* **Objective**
Copy the lines below word for word.

* **Stored records**
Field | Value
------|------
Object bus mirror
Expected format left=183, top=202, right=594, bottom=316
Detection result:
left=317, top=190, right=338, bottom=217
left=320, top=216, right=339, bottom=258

* **Result**
Field | Value
------|------
Object bus mirror
Expected format left=183, top=202, right=594, bottom=316
Detection result:
left=317, top=190, right=338, bottom=217
left=320, top=216, right=339, bottom=258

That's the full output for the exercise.